## TEXT SEGMENT
------------------------------------------------
Everybody talks about love. What does that mean, anyway? I think one way could be how much you worry about people – you don’t worry about people you don’t care about — and she worried about us endlessly. In fact, if love is measured by how much you worry about someone, her love was immeasurable.

So, yes, it’s how much worried about us. And the million little things she did. Her attention to little things. That may not be saying “I love you,” but they are certainly the signs and the symptoms. She couldn’t have loved us more.

High Hopes

Gotta say, I love pizza rat!

And who wouldn’t love this little scamp?

Look at him challenging the odds to make the big score, rather like the little old ant with the rubber tree plant in High Hopes!
------------------------------------------------
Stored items
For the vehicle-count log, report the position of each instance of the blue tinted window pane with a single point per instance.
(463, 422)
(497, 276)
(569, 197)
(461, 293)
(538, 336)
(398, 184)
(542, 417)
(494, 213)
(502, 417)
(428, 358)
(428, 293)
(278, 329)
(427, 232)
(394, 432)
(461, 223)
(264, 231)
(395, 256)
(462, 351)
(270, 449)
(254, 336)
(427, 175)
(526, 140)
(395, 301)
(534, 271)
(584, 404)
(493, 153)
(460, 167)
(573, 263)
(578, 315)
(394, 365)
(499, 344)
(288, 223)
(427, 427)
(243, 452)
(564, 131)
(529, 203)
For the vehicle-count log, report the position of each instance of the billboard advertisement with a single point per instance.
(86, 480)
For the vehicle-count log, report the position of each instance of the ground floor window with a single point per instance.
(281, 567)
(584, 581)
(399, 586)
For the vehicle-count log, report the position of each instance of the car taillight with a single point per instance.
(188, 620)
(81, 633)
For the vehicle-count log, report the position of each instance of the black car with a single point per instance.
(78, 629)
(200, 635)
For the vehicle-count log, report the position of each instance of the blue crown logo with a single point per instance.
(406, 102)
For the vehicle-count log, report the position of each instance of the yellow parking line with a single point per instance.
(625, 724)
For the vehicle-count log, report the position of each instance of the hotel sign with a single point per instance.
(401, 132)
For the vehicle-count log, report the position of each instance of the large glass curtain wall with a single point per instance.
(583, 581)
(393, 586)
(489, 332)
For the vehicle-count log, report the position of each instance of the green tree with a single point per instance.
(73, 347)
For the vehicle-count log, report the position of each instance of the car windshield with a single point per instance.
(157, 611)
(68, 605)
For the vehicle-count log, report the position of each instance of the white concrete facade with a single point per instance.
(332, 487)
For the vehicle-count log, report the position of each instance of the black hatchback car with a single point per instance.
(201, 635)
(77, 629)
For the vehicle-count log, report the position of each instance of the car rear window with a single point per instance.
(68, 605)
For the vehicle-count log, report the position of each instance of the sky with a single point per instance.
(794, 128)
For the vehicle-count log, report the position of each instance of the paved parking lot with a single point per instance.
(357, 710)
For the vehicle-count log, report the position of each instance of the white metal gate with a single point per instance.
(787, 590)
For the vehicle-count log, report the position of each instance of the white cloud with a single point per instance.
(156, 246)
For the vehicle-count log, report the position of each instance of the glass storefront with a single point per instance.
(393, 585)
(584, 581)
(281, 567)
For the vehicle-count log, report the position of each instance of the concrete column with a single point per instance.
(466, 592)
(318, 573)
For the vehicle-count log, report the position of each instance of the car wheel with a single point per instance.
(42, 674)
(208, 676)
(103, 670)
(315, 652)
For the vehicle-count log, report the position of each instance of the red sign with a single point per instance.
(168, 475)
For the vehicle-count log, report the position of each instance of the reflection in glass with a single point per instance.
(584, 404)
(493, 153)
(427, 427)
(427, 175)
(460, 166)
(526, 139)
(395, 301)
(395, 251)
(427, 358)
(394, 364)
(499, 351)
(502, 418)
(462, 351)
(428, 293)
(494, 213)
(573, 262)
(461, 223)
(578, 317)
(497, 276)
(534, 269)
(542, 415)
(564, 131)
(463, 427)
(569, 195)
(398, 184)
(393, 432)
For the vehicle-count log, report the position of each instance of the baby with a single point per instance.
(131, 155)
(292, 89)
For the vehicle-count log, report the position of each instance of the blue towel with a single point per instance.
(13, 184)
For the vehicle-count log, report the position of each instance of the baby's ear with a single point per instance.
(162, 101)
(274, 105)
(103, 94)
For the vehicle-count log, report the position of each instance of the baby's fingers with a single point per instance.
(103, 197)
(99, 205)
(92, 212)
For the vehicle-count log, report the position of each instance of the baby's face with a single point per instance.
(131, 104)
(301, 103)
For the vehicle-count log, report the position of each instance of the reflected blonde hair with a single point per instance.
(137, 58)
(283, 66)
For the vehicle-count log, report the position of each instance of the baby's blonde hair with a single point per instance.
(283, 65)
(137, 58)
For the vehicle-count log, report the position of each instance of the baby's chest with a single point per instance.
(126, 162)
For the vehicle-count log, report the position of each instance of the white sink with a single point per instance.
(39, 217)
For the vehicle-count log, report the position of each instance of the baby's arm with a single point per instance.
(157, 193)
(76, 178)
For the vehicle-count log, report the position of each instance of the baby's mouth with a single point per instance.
------------------------------------------------
## LIST OF TASKS
1 – In the passage about love and pizza rat, what does the writer compare pizza rat to?
2 – Carry on the passage about love and pizza rat, picking up after its final sentence.

## ANSWERS PROVIDED
1 – The little old ant with the rubber tree plant in High Hopes.

2 –
So any time your gettin’ low
Instead of lettin’ go
Just remember that rat
Oops there goes another… slice of pizza

Speed Picking

Yes, it’s oh-so fun to pick apples, isn’t it? Apple picking has become the go-to fall outing around here. And why not? It’s the perfect family activity — and hey, single gentlemen: if you want to impress that lady friend, nothing’s better than a trip to the orchard.

But you know what? Actually picking the apples doesn’t take very long, unless you’re pulling them off the tree with your mouth (which I don’t recommend) or doing it blindfolded.

We stopped at Indian Ladder Farms Saturday for some apples, and because dogs are not permitted, someone had to wait in the car with the Scarlett and Maddy. I volunteered for the picking duty and my objective went from take your damn time to get it done as fast as possible.

It ended up taking me longer to pay for my bag and walk to the trees than to pick the apples; I was done in less than five minutes. Look, I’ve spent plenty of time strolling through the orchards enjoying the beauty and bounty of fall. Sometimes you just want some apples.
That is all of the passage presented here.